____ ROWS

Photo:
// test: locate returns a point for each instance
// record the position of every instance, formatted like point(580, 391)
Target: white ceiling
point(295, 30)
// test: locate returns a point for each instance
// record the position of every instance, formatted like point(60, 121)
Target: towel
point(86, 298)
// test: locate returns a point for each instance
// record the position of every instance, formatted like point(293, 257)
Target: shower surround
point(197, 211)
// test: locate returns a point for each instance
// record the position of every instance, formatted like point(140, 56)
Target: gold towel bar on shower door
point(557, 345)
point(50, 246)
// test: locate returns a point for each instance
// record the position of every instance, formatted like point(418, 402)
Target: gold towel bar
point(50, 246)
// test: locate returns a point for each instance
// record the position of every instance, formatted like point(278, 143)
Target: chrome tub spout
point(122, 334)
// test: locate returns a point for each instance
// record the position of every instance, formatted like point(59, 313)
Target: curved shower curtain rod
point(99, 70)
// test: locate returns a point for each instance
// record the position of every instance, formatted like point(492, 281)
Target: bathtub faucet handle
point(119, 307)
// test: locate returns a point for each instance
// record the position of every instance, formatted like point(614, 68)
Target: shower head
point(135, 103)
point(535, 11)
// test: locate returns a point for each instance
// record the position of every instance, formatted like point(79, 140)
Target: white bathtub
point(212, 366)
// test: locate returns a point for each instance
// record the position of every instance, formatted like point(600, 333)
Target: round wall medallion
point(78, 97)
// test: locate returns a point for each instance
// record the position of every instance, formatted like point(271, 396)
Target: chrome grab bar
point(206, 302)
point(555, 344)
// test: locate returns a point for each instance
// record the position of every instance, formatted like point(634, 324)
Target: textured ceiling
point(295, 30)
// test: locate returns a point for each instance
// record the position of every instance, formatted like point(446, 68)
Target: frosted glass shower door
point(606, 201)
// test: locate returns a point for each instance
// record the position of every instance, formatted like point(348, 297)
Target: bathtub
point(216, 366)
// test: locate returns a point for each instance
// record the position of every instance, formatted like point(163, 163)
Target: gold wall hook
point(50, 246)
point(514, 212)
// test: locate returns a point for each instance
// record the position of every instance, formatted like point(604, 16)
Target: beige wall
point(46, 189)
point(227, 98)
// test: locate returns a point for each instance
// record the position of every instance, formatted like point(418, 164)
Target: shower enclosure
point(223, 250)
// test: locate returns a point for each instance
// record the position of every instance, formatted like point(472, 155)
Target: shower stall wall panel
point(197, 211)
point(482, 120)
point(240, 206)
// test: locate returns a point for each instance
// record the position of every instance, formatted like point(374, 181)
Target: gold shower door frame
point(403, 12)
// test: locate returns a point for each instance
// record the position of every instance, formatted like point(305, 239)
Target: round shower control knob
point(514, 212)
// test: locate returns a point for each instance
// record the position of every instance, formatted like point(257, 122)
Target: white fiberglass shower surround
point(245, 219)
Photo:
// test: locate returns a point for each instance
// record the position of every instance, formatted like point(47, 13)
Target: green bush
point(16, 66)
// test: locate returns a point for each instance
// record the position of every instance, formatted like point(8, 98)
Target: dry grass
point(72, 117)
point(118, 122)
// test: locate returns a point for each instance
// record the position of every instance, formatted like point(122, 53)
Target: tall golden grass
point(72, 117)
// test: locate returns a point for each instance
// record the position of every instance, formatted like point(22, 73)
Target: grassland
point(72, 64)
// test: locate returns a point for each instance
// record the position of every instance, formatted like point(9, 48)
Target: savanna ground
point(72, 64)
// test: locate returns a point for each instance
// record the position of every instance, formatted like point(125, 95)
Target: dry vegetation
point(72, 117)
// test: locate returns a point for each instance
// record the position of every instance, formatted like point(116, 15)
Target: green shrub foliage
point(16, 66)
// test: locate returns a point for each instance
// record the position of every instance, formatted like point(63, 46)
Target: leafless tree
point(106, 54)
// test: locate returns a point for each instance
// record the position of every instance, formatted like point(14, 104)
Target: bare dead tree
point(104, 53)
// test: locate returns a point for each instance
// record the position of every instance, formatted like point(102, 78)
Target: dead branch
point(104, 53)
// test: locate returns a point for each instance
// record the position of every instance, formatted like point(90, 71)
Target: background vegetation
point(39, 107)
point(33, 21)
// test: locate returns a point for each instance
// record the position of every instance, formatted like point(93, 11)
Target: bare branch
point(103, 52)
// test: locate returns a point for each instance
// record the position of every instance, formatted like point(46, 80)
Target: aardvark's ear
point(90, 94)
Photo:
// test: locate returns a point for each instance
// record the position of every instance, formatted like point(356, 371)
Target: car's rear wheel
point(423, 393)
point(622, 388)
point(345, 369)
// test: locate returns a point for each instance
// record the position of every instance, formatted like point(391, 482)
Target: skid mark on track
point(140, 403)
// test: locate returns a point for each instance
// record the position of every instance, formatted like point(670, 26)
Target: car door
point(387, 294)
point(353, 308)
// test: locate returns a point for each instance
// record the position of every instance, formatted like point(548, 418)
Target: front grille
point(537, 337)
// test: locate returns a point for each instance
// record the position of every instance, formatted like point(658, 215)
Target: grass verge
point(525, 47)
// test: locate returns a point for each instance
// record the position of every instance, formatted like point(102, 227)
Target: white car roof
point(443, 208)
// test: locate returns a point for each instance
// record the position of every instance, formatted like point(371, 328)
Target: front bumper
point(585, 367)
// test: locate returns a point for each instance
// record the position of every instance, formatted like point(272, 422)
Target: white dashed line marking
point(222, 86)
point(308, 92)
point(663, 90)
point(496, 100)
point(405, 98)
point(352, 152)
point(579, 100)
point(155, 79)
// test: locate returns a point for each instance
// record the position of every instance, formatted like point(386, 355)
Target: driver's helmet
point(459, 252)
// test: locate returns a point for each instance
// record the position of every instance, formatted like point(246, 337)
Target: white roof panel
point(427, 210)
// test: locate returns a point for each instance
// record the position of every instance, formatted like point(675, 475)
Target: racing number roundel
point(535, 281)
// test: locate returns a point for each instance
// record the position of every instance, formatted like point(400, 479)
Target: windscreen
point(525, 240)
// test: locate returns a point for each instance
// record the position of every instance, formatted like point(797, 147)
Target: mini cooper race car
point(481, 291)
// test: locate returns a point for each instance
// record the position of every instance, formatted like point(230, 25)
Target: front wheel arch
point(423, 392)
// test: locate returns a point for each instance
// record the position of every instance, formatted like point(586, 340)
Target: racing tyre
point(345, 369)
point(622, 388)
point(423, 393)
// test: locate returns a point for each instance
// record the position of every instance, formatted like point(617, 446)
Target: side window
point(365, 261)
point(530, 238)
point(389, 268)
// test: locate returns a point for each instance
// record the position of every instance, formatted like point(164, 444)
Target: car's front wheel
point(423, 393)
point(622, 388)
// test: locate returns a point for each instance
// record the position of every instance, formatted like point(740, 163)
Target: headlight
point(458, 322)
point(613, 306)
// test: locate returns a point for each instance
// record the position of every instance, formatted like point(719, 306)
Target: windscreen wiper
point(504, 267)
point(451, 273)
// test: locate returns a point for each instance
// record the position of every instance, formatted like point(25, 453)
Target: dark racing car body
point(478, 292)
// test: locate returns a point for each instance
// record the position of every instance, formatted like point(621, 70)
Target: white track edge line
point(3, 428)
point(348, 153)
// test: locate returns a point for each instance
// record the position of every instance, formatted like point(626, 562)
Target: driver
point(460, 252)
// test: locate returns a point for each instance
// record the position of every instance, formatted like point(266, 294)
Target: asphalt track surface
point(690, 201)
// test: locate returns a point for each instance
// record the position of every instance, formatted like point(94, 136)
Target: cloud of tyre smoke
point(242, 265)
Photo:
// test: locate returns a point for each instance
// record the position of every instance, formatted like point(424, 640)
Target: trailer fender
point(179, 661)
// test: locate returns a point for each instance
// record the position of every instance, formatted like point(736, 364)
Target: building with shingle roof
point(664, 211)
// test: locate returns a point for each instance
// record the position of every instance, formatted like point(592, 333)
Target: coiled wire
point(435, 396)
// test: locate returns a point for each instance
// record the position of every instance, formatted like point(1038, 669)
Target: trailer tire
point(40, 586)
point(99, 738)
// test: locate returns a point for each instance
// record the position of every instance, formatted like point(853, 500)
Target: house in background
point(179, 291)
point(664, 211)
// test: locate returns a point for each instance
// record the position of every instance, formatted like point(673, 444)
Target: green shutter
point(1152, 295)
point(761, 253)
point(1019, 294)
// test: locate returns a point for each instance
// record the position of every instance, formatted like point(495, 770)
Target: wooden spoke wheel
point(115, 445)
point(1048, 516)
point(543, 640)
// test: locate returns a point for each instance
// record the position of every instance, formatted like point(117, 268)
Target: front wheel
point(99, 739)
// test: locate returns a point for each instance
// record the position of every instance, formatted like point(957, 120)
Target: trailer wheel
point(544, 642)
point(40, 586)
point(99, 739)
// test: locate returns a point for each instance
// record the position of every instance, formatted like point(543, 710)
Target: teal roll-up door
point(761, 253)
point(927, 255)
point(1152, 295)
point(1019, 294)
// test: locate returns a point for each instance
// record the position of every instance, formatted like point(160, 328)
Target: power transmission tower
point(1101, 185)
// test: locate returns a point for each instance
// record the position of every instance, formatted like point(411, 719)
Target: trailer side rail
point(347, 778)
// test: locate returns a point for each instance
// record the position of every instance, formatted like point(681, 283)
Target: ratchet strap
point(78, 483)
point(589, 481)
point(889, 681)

________

### GIVEN EXERCISE
Rewrite the rows above, with their requests, starting at the first line and stopping after the line that contains "point(119, 307)". Offset every coordinate in the answer points by -119, but leave the numbers in the requests and their format samples as they are.

### WRITTEN SOLUTION
Photo:
// test: locate returns a point for each instance
// record the position of every instance, formatted like point(580, 391)
Target: white ceiling
point(176, -89)
// test: locate returns a point for each instance
// record the position of every instance, formatted like point(60, 121)
Target: towel
point(-33, 179)
// test: locate returns a point for each instance
// record the position of every instance, formatted like point(293, 257)
Target: shower surround
point(78, 92)
// test: locate returns a point for each instance
// record the position of every instance, formatted like point(140, 56)
Target: gold towel bar on shower door
point(438, 226)
point(-69, 127)
// test: locate returns a point for each instance
// record the position of every instance, formatted like point(418, 402)
Target: gold towel bar
point(-69, 127)
// test: locate returns a point for each instance
// record the position of every instance, formatted like point(278, 143)
Target: chrome tub spout
point(3, 215)
// test: locate returns a point for each instance
// record the position of every instance, formatted like point(59, 313)
Target: curved shower curtain rod
point(-20, -49)
// test: locate returns a point for each instance
// record the position of every instance, formatted like point(492, 281)
Target: bathtub faucet handle
point(0, 188)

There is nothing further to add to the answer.